(Extracted information)

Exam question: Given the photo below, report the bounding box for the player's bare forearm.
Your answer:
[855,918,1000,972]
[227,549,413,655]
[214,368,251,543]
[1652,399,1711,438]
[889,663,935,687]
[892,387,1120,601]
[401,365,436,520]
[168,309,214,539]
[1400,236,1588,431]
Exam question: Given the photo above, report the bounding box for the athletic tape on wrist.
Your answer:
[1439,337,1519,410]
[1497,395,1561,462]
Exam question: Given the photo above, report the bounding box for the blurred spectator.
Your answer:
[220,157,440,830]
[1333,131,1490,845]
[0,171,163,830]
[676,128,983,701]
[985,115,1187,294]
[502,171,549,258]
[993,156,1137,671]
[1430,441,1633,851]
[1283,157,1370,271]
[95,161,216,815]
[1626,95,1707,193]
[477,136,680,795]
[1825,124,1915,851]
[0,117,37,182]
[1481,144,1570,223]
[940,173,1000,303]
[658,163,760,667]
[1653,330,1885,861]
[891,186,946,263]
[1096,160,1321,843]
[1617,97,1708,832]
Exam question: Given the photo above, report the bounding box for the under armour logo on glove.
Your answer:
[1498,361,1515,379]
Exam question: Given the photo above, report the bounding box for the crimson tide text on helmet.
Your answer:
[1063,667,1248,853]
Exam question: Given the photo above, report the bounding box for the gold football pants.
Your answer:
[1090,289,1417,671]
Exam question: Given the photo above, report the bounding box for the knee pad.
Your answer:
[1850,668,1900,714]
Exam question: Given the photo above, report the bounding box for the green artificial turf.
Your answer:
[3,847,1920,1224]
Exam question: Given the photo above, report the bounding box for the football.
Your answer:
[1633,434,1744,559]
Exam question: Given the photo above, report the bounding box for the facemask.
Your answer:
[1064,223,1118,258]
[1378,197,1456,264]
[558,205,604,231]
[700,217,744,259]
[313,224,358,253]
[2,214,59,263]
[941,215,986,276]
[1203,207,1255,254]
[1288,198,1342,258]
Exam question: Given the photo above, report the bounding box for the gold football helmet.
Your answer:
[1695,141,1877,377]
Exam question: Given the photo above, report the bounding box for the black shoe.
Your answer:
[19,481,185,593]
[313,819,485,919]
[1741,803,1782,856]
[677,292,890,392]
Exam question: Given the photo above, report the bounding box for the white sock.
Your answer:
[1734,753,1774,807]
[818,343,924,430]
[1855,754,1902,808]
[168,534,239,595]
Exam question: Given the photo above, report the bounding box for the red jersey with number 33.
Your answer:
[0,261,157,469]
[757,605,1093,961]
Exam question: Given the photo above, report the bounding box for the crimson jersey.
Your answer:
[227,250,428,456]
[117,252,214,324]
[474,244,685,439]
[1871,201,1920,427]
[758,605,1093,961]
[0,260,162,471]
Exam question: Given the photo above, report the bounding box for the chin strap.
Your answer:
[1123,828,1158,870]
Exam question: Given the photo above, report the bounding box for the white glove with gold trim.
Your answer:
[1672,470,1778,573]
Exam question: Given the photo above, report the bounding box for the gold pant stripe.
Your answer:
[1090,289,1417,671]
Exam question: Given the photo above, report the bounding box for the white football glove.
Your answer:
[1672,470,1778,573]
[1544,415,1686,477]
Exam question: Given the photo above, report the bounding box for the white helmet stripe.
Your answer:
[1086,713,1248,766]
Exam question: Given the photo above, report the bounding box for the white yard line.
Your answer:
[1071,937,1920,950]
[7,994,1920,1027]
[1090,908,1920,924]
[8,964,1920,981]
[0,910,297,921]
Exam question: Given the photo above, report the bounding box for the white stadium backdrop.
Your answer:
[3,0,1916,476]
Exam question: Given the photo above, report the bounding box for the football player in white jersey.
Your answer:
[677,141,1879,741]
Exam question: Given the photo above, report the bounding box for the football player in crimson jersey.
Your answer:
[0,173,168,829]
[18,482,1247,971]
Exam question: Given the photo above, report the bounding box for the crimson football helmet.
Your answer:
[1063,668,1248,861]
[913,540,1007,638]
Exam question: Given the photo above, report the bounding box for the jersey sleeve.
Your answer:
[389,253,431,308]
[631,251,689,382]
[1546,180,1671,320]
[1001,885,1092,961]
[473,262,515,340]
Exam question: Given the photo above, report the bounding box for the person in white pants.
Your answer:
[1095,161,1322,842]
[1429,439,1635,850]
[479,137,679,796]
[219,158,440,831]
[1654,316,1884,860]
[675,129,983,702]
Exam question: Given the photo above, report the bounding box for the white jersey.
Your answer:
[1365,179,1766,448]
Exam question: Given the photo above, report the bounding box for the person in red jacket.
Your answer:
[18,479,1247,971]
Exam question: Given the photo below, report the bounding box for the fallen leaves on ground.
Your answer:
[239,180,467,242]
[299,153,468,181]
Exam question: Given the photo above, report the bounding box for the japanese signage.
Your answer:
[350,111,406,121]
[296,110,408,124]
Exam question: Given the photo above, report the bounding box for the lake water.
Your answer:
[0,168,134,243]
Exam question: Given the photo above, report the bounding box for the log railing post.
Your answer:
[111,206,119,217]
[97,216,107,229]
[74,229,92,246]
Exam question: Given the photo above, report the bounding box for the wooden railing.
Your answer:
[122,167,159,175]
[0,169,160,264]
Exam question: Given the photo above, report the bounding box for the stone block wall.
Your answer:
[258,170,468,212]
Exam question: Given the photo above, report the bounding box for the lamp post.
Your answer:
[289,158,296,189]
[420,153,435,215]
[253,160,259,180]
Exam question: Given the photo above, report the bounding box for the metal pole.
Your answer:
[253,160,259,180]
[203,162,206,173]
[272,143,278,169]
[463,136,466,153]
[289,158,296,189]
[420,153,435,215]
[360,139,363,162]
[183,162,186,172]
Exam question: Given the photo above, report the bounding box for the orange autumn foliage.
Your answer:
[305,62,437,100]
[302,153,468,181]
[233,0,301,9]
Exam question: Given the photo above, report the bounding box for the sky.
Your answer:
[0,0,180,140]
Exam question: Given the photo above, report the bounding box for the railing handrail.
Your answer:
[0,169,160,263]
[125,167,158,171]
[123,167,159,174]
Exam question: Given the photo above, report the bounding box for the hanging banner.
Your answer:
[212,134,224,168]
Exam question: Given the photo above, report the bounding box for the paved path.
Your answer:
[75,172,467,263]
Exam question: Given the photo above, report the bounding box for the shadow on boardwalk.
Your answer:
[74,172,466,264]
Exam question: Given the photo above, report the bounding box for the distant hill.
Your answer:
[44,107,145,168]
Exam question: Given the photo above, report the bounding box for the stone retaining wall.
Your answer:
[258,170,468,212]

(End Extracted information)

• [What needs to be done] Every line in the data above that contains "railing" needs to be copied.

• [Response area]
Exam question: Given the photo above, report the bounding box for the log railing post.
Exam question: Given the photo above, report the bounding box for the wooden railing.
Exam question: Given the photo above, report the bounding box for the railing handrail.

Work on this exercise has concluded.